Source
---------------

Over the years, I managed to wipe my hands of the image editing and passed the social media and some of the reference material parts to someone else, but the rest has still largely been my responsibility.
I've made small teams to pass off the project management, proofreading, and website maintenance to. Not completely sure what to do about the social media and calming relationship fires, but I feel like the people I've assigned to project management might be able to handle that. I've started a conversation about it in the wider group, but no one has really commented on it yet so maybe it's not a huge need.
This left just the translation portion. Given that not all of our translators are at the same level, we had two main translators (of which I was one) that checked their work (and each other's work) for quality assurance. Last year, I thought someone who would be able to replace me on this front had appeared, but then they ghosted me. I was worried that this would be the hardest part to replace and that I would have to wait around for months to see even a sliver of hope in this realm. Worst case, I'd have to pack my bags and leave it to the current team, even if the quality would be worse than if I had stayed.
We found someone to take my place almost immediately. They're better than me and the other main translator, too.
This gives me all sorts of complicated feelings to cry over. On one hand, this is exactly what I wanted. I wanted someone my level (a middling N3 at best) or better to replace me so that I wouldn't feel bad about leaving. On the other hand, knowing that someone can replace me and do better than me makes me feel really useless. Like, all this stuff I found so hard will just come to someone else as easy as breathing.
That's good. It really is. But on the other hand, there's all this grief about not being the right person. The best person. The person who was truly irreplaceable, even though a group where someone really can't be replaced is ultimately doomed to fail in the future. Now that I'm handing off all of my duties to people I'm confident can take them, I've made myself obsolete, which should be the goal of any group if it is to do better and go on without its founder.
And yet. I'm sad. I can't help but feel like my efforts were for nothing, even though I know this not true. It just parallels my feelings about my friendships, also. I'm doing that thing again where I'm only thinking about the final outcome and none of the process measures, which should be just as important. And my perfectionism is showing up again as well.

---------------

What you need to do
- A) Copy the post about handing off group duties from "Over the years, I" up to and including "been my responsibility.".
- B) Write a continuation of the post about handing off group duties, starting after its last sentence.

---------------

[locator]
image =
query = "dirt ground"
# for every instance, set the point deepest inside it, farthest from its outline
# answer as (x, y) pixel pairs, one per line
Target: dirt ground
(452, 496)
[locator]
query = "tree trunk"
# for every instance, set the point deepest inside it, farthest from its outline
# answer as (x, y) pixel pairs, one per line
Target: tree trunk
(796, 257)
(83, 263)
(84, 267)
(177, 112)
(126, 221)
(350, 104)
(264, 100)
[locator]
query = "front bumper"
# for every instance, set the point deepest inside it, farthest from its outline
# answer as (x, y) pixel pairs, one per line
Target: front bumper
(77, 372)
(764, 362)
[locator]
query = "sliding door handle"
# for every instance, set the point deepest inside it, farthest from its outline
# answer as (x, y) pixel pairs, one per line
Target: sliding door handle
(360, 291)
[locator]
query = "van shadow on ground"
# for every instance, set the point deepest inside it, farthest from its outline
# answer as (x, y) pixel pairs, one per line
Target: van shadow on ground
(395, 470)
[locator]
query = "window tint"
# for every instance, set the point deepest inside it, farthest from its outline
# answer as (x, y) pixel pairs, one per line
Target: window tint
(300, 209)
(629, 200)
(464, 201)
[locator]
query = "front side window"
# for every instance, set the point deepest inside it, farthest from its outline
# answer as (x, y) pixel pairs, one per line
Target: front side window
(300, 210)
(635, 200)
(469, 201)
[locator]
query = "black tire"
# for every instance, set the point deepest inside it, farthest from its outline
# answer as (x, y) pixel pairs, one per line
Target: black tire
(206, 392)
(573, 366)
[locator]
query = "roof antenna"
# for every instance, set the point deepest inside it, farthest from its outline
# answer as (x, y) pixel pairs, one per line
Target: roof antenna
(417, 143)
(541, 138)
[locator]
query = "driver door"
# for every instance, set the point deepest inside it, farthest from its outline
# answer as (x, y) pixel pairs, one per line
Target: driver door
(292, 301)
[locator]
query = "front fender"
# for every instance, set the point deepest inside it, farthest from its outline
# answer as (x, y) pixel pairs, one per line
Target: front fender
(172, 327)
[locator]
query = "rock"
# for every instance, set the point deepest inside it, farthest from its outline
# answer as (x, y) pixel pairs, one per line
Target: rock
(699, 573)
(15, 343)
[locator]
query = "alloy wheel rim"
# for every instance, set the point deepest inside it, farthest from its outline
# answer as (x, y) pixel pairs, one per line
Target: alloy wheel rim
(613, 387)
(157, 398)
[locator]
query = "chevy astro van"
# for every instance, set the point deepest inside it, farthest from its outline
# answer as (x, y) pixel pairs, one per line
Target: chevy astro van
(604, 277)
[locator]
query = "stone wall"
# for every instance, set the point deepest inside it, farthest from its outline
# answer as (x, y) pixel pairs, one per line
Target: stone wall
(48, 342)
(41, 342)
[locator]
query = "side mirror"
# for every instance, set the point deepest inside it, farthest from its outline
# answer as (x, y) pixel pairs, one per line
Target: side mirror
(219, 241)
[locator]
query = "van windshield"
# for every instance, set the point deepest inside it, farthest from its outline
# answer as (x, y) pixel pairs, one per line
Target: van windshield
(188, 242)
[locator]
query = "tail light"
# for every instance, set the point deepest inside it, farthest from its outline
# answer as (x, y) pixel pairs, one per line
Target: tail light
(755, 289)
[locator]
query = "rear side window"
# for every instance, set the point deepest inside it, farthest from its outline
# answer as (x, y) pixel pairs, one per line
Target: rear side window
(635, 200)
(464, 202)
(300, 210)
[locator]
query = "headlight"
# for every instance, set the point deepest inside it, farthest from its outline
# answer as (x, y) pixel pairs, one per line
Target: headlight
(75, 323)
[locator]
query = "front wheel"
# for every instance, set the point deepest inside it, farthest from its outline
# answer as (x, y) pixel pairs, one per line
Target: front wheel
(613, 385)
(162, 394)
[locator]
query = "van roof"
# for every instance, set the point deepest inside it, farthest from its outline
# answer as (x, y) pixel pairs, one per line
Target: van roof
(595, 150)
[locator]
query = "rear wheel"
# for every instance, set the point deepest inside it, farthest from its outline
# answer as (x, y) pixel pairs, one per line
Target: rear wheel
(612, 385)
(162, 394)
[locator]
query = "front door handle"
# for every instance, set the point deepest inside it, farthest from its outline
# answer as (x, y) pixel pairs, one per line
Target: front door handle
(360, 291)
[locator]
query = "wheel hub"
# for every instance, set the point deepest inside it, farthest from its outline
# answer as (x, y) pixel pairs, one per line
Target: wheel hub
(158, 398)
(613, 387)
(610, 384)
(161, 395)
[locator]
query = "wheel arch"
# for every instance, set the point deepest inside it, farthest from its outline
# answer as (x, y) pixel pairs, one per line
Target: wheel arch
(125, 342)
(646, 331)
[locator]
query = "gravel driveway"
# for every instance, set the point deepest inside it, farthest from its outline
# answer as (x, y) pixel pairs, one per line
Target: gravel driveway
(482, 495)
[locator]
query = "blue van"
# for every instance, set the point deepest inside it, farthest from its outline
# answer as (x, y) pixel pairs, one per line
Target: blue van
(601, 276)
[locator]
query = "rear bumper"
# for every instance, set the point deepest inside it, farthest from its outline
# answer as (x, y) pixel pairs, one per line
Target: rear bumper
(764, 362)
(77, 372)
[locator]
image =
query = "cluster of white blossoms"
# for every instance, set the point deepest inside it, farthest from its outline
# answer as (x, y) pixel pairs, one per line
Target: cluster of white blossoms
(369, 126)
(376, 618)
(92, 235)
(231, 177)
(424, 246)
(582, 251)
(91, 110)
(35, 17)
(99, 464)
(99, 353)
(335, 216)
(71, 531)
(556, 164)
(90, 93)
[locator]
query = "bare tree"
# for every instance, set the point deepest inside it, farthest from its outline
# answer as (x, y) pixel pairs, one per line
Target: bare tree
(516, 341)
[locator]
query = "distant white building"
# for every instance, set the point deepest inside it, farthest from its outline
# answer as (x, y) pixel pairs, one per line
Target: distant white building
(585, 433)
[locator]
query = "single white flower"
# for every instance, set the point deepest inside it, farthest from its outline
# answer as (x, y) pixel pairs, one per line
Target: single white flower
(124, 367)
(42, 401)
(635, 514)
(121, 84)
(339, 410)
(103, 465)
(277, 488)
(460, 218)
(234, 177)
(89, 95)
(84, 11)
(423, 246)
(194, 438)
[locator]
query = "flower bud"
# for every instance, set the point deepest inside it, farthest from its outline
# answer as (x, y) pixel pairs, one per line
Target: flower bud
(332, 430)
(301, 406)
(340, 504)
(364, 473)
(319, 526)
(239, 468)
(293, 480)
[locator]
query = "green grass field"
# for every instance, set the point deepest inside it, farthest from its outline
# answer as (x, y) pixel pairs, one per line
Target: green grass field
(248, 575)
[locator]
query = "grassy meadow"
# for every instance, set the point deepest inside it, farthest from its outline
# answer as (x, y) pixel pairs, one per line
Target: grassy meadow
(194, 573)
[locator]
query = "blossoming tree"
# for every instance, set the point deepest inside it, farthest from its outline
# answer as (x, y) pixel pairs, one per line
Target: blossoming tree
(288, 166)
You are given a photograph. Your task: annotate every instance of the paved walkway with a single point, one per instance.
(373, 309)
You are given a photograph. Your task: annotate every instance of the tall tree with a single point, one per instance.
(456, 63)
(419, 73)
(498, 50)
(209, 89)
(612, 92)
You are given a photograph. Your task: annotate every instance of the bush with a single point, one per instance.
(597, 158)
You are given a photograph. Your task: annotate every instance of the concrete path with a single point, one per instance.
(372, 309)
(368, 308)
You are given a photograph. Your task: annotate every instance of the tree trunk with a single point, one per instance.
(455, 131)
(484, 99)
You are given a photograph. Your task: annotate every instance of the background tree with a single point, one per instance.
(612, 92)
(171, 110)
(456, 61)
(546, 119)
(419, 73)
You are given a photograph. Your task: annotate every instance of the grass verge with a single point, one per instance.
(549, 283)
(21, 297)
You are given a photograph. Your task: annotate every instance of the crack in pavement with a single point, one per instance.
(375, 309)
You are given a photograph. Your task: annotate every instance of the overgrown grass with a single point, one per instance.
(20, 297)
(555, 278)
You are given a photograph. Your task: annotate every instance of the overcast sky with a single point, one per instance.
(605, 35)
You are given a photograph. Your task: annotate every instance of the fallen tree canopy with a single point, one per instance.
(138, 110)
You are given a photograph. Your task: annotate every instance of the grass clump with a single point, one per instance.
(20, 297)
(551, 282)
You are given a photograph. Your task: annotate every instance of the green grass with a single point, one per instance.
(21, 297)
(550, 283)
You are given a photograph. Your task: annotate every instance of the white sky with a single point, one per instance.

---------------

Response list
- A)
Over the years, I managed to wipe my hands of the image editing and passed the social media and some of the reference material parts to someone else, but the rest has still largely been my responsibility.

- B)
I've only ever wanted to be good, but it turns out "good" is a really high bar for me and I'm always coming up short. I just feel insecure. I need to make a portfolio so that I have something to kind of show for this, even though I will probably show it to no one as long as social anxiety makes job interviews impossible for me.
I'm also worried that this truth will hold for my future endeavors, too. What if I'm just not the best option, and never will be? What if I just didn't look hard enough for the right people to replace me and I held things back from being better? What if I was just playing the martyr and I've just been doing the wrong thing all along?
I feel like I know how this goes.
<<<
I've been with a volunteer group for 5 years now. The first two years, we had a supervisor who was more like me: perfectionist, extremely worried about procedure, and clearly took on too much. She was doing everything. Granted, she was way more capable than me since she didn't have social anxiety, but she was more introverted than the other paid employees in this small organization, and she always showed up tired. You could also just feel a level of pessimism and burnout from her. She initially treated us distantly, but once some of the volunteer members took her side when she was venting to us about some of the issues in procedure other employees were creating, she started smiling more and I got the sense that we were "her" people. I liked her. She did too much and never slept, but she was really trustworthy, and good at her job. At the same time, I was always aware of the negativity that she held in her.
After she left for another job, her replacements weren't quite good enough. They were very social but didn't have her eye for detail, or were already wearing too many hats and actually cared about work-life balance. Our data engineer, who always seemed to come up with big ideas but didn't think about the timeline for deploying them well enough, continued working according to her own logic, and inevitably trust in the volunteer group decreased. I don't think the data engineer is incapable, but the types of issues we started having to deal with really confirmed the original supervisor's words. Lots of the original volunteer team left; to this day, there are only 3 people from the original team (including me), out of 10.
There became a new normal, where we just kind of assumed that things would break and we'd just have to deal with it. But surprisingly, this didn't actually make the organization that much less effective (or, maybe I don't know how effective it would've been if the original supervisor had stuck around even though she clearly didn't like her coworkers). We rolled with it. I lost interest in the group, but continued to show up because I didn't have any other better place to volunteer with my mental issues.
I pushed for us to increase the volunteering team a couple of times, and it eventually happened. And then one of those people in the new team eventually became our new supervisor about a year after she joined.
This new person, my current supervisor, actually talked to me and asked why I hadn't applied for the position. I was honest about my social issues and fear that I wouldn't be a good fit in those terms. She reassured me that she would be able to do what I was afraid of doing, and now has turned out to be the best supervisor the volunteer team has had. Far better than I would've done, and better, I think, than the original supervisor, precisely because of the positive energy.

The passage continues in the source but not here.